Extract:
######
Lake effect snow occurs when a cold air mass travels over a warmer body of water. The cold air is quickly warmed by the surface water, causing the air to become less dense and rise because of the temperature increase. The air, containing moisture because of its previous warm temperature over the lake, will condense, resulting in cloud formation. These clouds contain a great deal of moisture that falls when the clouds rise higher as they come into contact with land. Lake effect snowfall is highly dependent on the warm surface water from a lake, which means that a greater lake surface temperature will cause an increase in snowfall amounts and snow bands that affect a greater area. Research throughout the Great Lakes focusing on warmer water temperatures and annually greater snowfall amounts has shown this correlation between warmer water and greater magnitudes of snow. Ultimately, this concept leads to the idea that globally warmer temperatures result in an increase in lake effect snow because lakes are experiencing lower ice coverage and consistently warmer temperatures throughout the winter.
Every winter, areas such as Buffalo, NY face heavy snowfalls in short periods of time. These snowfalls are unlike the ones seen across the greater northeast and in other regions of the United States. These rapid snowstorms that develop over large lakes are a result of the atmospheric phenomenon known as lake effect snow. Lake effect snow is a very rare occurrence and only develops in a few places; some of these include along the shores of the Great Salt Lake, Lake Ontario, and Lake Baikal in Russia (Monmonier 2012). There are precise conditions for lake effect snow to occur, which is why it only occurs in specific parts of the world. In these areas, lake effect snow has a great influence on multiple aspects of society. On the one hand, these large snowfalls are a threat to life and property and can create major air and ground traffic problems (Burnett et al. 2013). On the other hand, recreational industries thrive with these storms, as do the potential for hydro power and the supply of water in these areas (Burnett et al. 2013).
######
Data:
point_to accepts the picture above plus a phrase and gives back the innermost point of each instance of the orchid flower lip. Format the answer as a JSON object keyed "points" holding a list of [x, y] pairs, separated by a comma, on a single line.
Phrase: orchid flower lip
######
What the task requires: Extend the lake effect snow passage above, beginning right after its last sentence.

Expected answer:
Lake effect snow develops when cold air blows across a large, relatively warm body of water (Monmonier 2012). When air travels across the lake, it picks up the moisture from the warmer surface water. This new, warmer air expands, becomes less dense, and rises. Once the lake warms the air, the air follows the concepts of the ideal gas law, in which it continues to rise after it is warmed. Eventually, the moisture will condense and begin the development of clouds that carry large amounts of moisture. The clouds rise when they come into contact with land, causing the moisture to fall on the shorelines of the lake, a process known as orographic lifting. There are a number of factors that affect the amount of snowfall within a lake effect snowstorm; these factors include the difference in temperature between the lake and the air, wind direction, and the expanse of the lake that the air is moving across. All of these factors combine to create large magnitudes of snow in areas known as snow belts. In one case, Fulton, NY recorded an annual snowfall in 2004 of 147.7 inches, while in another instance, a meteorologist in Oswego, NY reported 17.5 inches of snow in two hours during January 26, 1972 (Monmonier 2012). One factor that affects the magnitude of these lake effect snow storms is the temperature of the lake. This is an important factor because as temperatures rise globally, there would also be rising lake temperatures, and more snow for areas affected by the lake effect concept. Therefore, the warmer the temperature of the lake, the greater magnitude of the lake effect snow storm, which also means global warming will result in an increase of lake effect snow events.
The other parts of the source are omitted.